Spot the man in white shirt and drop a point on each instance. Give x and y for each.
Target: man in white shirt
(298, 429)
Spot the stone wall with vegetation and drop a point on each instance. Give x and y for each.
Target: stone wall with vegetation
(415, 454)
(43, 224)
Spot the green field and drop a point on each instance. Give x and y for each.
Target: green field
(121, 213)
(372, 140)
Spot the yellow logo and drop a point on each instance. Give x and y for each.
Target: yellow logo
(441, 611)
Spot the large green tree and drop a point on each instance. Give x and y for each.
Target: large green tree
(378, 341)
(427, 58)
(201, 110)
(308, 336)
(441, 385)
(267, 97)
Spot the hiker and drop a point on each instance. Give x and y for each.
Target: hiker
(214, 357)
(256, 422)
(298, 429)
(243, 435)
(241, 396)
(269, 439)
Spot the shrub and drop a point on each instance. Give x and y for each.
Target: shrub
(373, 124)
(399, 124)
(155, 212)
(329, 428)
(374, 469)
++++++++++++++++++++
* REQUIRED WORK *
Repeat, word for word, every line above.

* WRITTEN REPLY *
Spot the man in white shirt and drop a point on each instance. Give x and y for each.
Target: man in white shirt
(298, 429)
Spot the stone wall with vegetation and drop a point on each instance. Give x and y for each.
Target: stone wall with vegetation
(415, 454)
(43, 224)
Spot the green field and drop a point on each instance. Give x and y for each.
Target: green field
(121, 213)
(372, 140)
Spot the yellow logo and drop a point on each instance. Give x and y for each.
Target: yellow logo
(441, 611)
Spot the large green tree and drop a point on each instance. Give x and y for each.
Target: large green tree
(378, 341)
(427, 58)
(201, 110)
(308, 336)
(441, 385)
(267, 97)
Spot the hiker and drop a point on each instance. Give x and y for each.
Target: hiker
(214, 357)
(256, 422)
(298, 429)
(243, 435)
(241, 396)
(269, 439)
Spot the shrub and drop a point on each instance. Give x and y for each.
Target: shrub
(373, 124)
(399, 124)
(155, 212)
(329, 428)
(374, 469)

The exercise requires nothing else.